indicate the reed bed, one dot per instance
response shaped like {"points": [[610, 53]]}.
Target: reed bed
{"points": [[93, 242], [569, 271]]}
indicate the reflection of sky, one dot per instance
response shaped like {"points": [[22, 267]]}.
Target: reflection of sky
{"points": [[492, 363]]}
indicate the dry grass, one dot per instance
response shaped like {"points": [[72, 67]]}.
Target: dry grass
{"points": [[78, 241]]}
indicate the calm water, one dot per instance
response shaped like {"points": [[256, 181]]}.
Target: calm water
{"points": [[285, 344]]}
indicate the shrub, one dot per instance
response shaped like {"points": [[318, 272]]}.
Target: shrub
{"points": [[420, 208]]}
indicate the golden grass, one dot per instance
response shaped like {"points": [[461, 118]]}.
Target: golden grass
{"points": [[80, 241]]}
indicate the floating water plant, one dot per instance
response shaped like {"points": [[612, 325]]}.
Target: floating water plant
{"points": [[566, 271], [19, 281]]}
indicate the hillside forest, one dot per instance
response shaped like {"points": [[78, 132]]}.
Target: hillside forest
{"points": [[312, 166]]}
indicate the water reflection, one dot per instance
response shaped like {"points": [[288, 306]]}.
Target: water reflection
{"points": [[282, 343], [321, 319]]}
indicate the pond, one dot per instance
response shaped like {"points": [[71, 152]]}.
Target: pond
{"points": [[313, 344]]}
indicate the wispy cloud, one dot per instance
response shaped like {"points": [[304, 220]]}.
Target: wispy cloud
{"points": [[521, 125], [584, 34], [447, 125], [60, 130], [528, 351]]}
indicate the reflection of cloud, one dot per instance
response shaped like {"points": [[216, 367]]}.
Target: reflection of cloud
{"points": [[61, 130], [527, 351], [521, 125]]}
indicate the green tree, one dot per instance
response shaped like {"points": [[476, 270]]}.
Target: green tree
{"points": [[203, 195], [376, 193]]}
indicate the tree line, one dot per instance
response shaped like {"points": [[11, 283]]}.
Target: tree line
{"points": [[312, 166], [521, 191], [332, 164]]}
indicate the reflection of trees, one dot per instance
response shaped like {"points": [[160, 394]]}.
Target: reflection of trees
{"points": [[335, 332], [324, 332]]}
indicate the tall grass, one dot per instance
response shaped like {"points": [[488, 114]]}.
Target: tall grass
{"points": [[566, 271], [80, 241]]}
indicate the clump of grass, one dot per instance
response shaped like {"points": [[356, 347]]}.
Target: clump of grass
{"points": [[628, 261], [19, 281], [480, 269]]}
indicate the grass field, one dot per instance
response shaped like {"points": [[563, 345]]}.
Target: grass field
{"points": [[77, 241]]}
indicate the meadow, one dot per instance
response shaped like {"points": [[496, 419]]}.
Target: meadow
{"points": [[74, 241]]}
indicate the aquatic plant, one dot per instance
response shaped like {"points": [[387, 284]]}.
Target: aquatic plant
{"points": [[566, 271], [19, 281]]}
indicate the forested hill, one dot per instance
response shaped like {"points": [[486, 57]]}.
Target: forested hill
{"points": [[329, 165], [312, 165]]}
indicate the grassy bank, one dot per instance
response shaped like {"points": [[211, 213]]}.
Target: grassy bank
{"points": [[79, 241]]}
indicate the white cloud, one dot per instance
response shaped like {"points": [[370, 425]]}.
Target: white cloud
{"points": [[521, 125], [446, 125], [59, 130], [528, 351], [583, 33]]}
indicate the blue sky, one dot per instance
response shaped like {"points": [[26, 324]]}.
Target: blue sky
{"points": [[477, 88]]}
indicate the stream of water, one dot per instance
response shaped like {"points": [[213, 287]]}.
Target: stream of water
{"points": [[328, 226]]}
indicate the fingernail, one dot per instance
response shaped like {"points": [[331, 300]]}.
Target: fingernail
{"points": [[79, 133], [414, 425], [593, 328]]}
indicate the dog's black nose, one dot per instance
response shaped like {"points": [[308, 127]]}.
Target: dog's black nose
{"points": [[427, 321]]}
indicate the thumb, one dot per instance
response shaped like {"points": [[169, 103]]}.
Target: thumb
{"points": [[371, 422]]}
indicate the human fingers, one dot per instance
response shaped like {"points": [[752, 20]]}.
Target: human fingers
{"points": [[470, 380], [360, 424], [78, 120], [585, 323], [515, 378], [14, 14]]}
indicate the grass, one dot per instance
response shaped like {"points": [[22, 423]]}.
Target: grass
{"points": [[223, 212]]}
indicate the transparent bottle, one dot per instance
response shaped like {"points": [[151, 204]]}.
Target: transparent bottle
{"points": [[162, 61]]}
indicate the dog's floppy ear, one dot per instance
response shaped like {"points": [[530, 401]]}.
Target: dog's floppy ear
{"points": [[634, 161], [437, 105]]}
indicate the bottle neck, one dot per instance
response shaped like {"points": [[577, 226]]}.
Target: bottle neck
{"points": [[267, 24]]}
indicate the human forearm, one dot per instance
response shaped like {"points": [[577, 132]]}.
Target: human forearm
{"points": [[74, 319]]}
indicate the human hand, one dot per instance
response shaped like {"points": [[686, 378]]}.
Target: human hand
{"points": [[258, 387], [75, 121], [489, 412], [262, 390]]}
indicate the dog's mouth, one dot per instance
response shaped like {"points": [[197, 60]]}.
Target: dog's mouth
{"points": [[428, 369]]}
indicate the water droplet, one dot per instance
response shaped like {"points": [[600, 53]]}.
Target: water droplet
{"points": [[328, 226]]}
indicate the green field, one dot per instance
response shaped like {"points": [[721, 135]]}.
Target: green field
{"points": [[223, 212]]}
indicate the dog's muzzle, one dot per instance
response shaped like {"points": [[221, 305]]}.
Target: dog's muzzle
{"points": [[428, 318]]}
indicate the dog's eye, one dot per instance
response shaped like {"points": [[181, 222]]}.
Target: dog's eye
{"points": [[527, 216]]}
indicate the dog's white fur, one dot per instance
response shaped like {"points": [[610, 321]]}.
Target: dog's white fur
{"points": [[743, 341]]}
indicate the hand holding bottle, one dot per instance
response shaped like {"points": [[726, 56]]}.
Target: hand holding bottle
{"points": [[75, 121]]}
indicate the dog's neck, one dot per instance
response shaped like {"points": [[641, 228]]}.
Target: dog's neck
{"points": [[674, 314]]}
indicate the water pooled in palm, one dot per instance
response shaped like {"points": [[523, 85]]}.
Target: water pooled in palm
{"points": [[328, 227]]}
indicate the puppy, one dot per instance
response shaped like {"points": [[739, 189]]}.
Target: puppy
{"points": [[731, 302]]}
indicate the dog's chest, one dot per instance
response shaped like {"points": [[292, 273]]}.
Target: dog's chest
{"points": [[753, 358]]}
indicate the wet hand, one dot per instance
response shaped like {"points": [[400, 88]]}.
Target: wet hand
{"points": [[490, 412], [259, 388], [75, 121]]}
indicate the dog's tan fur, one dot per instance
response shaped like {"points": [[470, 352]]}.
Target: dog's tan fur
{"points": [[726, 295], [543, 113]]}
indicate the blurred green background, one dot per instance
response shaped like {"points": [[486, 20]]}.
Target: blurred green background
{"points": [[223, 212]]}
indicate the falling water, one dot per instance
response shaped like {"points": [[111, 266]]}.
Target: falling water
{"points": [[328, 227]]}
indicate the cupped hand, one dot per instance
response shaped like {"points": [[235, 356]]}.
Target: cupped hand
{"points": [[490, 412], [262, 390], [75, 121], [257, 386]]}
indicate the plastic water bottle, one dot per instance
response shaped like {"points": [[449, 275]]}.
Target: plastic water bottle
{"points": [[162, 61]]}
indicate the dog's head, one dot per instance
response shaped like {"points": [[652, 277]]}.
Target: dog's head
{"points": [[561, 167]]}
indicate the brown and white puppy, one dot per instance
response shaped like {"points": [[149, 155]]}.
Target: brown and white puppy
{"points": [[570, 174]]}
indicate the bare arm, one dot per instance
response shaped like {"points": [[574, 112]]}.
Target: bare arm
══════════════════════════════
**TASK INSTRUCTIONS**
From the line holding "indicate the falling" to the last line of the records, quote each line exactly and add nothing.

**RESULT FOR THIS EXERCISE**
indicate the falling water, one dot per instance
response shaped like {"points": [[111, 266]]}.
Target: falling water
{"points": [[328, 227]]}
indicate the cupped hand, one dot per instance
response shaped like {"points": [[235, 356]]}.
Target: cupped hand
{"points": [[490, 412], [262, 390], [75, 121], [257, 386]]}
indicate the plastic water bottle, one dot per instance
response shaped like {"points": [[449, 275]]}.
Target: plastic water bottle
{"points": [[162, 61]]}
indicate the dog's head, one dot per instance
response shaped like {"points": [[652, 277]]}.
Target: dog's head
{"points": [[561, 167]]}
indicate the brown and white puppy, one dot per instance
response shaped like {"points": [[149, 155]]}.
Target: brown and white puppy
{"points": [[570, 174]]}
indicate the bare arm, one dot per instance
response shaped like {"points": [[574, 112]]}.
Target: bare arm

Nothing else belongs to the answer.